3.0 out of 5.0 stars
Anotação em 2009: Uma imensa, gigantesca bobagem, uma bela, deliciosa, engraçadíssima diversão – até mesmo para quem, como eu, não viu nada da série original de TV, criada por Mel Brooks e Buck Henry em 1965.
Deve ser seguramente ainda mais gostoso para quem conhece a série da TV – que o TCM tem exibido, mas, infelizmente, numa versão dublada; caixas com as várias temporadas da série estão disponíveis nas locadoras. Mary, que via a série, diz que o clima, o espírito da coisa está todo lá. Mas, de fato, não tem pré-requisito: o filme independe disso.
É uma grande farra. Tem toda a marca registrada de Mel Brooks, o humor escrachado, desavergonhado, pastelão, mas recheado de piadinhas de texto, gozações com filmes, com situações políticas, com as instituições americanas, com o caos do mundo, os ditadores malucos como o da Coréia do Norte, as armas nucleares se espalhando pelo mundo pós-guerra fria.

◆ Tarefas e exercícios:
1 – Verifique se cada afirmação concorda com a resenha do filme e responda sim ou não, citando literalmente o trecho decisivo: (a) quem escreve a resenha acompanhou a série original de TV; (b) a série original foi criada por Mel Brooks e Buck Henry em 1965; (c) o TCM exibe a série em versão legendada.
2 – Redija a continuação da resenha do filme a partir do ponto em que o texto para.
A listagem apresentada em seguida é material independente da resenha do filme.

◆ Listagem fornecida:
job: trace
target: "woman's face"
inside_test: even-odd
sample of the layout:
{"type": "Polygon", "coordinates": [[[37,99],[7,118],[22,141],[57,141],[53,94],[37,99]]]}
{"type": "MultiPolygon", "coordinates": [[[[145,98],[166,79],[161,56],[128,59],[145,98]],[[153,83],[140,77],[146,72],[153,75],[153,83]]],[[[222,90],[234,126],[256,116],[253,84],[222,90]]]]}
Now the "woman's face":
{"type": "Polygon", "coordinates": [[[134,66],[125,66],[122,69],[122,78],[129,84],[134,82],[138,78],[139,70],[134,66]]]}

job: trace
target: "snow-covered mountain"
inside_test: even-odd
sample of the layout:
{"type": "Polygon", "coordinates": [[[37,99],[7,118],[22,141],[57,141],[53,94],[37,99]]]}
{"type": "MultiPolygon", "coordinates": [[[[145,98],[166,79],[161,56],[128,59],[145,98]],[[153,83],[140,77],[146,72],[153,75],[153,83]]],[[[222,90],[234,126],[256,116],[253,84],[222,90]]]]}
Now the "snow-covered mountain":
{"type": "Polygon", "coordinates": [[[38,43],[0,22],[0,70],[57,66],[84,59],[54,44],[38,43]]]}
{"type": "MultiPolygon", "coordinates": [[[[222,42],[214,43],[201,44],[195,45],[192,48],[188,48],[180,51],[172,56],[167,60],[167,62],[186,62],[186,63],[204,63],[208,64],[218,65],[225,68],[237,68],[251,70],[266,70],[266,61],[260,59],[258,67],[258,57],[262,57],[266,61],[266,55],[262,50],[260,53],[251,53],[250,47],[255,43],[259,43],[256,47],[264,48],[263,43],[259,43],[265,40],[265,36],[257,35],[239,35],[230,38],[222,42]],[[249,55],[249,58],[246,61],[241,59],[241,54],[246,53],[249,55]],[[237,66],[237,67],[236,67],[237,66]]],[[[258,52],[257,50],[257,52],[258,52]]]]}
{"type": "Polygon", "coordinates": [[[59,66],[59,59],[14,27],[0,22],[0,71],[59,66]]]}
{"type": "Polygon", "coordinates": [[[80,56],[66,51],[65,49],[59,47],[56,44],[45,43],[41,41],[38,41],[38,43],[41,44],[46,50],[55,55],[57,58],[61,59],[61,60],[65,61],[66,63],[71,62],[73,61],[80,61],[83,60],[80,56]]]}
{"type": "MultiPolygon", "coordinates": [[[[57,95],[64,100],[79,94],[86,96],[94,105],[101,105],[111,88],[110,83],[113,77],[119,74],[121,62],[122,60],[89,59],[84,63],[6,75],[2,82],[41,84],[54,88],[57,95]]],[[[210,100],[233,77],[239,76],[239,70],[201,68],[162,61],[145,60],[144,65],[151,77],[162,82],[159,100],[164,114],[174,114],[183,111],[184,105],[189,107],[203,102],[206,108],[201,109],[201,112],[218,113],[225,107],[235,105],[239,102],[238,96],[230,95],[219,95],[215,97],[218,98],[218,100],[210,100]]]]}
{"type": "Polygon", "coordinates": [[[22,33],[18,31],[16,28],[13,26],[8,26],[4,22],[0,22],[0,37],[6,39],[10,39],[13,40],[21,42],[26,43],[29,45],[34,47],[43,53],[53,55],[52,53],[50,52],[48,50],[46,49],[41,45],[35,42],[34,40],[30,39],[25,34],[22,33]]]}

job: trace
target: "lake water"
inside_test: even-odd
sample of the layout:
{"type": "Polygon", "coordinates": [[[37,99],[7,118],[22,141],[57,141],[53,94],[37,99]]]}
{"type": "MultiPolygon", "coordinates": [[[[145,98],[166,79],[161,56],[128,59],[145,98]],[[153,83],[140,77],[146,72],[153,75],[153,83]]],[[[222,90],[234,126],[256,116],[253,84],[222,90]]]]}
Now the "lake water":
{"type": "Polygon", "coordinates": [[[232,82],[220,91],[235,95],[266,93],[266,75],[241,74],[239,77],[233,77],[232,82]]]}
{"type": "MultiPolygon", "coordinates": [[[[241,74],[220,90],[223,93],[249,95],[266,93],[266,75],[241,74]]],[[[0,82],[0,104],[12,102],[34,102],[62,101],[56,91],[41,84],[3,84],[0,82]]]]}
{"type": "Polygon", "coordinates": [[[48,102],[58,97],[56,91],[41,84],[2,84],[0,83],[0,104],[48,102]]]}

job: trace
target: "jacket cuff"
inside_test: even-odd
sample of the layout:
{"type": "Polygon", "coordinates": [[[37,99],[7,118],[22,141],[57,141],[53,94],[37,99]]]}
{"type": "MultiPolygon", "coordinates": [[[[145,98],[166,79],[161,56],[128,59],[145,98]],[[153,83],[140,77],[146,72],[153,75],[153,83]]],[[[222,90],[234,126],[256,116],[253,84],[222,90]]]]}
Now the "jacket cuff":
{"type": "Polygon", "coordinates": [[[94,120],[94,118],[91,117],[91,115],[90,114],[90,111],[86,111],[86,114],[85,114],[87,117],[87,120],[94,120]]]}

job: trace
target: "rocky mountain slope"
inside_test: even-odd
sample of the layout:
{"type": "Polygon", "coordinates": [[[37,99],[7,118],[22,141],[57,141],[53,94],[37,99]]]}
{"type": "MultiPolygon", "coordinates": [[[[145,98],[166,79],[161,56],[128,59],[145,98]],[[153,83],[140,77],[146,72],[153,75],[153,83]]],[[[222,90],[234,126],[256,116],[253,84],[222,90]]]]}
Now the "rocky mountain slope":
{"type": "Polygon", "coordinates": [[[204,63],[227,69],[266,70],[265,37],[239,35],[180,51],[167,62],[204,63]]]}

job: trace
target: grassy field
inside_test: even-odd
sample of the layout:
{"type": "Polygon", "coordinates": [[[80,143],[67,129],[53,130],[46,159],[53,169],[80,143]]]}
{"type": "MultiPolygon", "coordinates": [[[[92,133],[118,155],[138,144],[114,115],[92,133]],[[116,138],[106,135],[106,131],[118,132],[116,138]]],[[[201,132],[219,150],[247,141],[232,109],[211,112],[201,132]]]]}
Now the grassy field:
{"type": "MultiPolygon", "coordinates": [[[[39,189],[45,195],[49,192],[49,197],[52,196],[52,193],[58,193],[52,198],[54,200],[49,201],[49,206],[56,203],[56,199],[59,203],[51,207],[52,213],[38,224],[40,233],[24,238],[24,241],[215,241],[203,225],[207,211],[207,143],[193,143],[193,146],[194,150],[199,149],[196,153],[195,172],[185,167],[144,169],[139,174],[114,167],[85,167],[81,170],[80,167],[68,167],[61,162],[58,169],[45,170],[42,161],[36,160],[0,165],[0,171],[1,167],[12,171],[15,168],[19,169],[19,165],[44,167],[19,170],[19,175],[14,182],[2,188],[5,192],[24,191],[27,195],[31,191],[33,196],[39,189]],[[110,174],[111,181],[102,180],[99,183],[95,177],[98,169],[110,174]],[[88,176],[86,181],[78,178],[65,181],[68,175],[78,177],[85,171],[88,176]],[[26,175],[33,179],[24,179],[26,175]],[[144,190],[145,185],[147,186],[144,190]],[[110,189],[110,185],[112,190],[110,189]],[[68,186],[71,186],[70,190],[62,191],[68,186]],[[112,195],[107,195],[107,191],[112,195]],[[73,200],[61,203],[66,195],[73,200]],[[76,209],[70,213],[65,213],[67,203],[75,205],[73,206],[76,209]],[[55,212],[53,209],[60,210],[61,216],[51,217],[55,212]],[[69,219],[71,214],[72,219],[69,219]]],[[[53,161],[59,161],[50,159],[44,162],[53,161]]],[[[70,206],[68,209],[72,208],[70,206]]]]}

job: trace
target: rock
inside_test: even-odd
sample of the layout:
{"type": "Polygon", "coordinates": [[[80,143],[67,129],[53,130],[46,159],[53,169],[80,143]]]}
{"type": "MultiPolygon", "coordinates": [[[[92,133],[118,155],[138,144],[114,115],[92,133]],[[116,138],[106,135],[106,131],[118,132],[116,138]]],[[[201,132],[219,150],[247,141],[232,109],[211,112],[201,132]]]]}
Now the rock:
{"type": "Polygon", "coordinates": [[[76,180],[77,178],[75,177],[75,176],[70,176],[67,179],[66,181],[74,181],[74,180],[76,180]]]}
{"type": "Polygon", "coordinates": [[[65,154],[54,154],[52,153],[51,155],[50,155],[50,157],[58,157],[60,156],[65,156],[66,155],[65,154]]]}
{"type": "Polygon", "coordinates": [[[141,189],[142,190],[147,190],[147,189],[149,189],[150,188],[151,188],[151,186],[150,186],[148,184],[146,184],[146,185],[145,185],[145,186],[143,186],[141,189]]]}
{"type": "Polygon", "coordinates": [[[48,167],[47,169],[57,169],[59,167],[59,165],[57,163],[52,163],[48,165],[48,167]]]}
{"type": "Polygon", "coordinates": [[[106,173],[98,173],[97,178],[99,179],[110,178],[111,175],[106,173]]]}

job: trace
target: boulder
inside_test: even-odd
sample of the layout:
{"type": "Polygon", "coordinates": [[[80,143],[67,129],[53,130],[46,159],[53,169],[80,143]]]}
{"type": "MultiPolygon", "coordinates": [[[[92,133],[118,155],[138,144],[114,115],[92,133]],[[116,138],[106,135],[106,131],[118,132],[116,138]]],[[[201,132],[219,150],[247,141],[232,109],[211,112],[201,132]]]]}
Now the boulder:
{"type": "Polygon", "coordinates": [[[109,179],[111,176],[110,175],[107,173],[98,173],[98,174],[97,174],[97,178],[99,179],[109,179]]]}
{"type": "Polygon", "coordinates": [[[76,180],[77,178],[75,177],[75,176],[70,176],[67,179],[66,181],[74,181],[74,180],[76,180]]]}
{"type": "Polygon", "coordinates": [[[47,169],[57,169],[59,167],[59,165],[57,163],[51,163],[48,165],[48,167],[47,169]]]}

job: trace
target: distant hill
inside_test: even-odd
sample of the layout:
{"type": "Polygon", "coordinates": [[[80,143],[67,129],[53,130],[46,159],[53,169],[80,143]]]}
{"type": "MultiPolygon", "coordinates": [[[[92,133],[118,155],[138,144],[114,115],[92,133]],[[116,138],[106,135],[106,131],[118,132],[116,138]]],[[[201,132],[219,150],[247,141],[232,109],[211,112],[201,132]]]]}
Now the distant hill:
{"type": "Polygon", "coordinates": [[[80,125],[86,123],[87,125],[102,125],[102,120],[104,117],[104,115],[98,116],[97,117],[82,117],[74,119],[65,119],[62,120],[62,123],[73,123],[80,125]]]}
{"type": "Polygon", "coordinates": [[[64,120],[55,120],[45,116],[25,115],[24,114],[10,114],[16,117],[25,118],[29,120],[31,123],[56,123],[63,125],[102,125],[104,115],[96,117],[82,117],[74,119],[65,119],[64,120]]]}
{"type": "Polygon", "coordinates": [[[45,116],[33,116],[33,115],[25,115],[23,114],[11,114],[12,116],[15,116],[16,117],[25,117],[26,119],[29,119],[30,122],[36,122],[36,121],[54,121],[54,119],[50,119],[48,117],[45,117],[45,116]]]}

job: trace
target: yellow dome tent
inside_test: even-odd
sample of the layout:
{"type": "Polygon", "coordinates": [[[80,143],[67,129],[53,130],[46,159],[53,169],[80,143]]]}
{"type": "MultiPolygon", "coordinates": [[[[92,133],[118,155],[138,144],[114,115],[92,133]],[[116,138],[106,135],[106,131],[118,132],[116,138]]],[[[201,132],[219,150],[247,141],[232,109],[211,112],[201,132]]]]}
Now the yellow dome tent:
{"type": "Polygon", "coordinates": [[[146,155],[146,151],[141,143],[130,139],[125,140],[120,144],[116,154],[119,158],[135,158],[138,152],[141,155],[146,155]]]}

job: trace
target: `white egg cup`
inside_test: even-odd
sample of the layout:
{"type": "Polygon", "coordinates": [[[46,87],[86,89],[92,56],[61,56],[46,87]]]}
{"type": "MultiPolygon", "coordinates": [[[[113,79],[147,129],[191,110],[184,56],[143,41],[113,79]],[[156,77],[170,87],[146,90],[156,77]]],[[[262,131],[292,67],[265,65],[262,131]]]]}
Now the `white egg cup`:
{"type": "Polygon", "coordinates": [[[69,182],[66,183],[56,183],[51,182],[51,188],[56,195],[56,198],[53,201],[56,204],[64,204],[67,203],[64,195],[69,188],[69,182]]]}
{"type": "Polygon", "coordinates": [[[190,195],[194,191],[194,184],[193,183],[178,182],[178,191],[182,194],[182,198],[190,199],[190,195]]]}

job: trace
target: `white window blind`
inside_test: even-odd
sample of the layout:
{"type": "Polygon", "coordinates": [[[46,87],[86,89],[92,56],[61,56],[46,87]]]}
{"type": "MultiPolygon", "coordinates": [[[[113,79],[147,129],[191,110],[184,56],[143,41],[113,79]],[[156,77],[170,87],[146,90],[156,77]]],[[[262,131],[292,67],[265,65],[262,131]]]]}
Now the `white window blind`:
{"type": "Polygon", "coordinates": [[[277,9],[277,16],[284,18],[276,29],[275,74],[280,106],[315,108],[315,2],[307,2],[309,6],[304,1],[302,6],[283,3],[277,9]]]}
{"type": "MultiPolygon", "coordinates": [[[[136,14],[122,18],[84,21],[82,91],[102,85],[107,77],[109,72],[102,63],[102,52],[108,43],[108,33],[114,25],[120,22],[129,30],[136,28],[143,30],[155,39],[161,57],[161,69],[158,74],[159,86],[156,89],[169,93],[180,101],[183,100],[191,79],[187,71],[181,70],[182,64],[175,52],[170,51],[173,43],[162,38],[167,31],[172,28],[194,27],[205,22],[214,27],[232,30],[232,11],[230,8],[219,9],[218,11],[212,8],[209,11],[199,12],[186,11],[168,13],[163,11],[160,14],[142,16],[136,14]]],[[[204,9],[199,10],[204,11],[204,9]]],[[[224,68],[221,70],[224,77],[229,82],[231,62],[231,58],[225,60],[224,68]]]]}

◆ Respostas esperadas:
1 –
(a) Não: "não viu nada da série original de TV".
(b) Sim: "criada por Mel Brooks e Buck Henry em 1965".
(c) Não: "numa versão dublada".

2 –
A série original, dá para saber mesmo sem ter visto nada dela, era um produto da guerra fria. Na história criada por Brooks e Henry, uma organização secreta do governo americano, chamada Controle (usa-se tudo em caixa alta, maiúsculas), estava sempre em luta contra uma organização secreta soviética chamada Kaos (também tudo em maiúscula). Existiam a CIA e a KGB, mas além delas havia essas outras agências. Na Controle trabalhavam Maxwell Smart, o Agente 86, e a bela Agente 99. Era 1965, pouco depois da crise dos mísseis soviéticos em Cuba, a guerra fria tinha chegado bem perto de virar a Terceira Guerra Mundial, e os Estados Unidos, embora já estivessem lutando no Vietnã, ainda não estavam atolados lá até o pescoço, e então a época era boa para rir das trapalhadas de um agente secreto bobalhão, desastrado, trapalhão, mas que no final conseguia vencer.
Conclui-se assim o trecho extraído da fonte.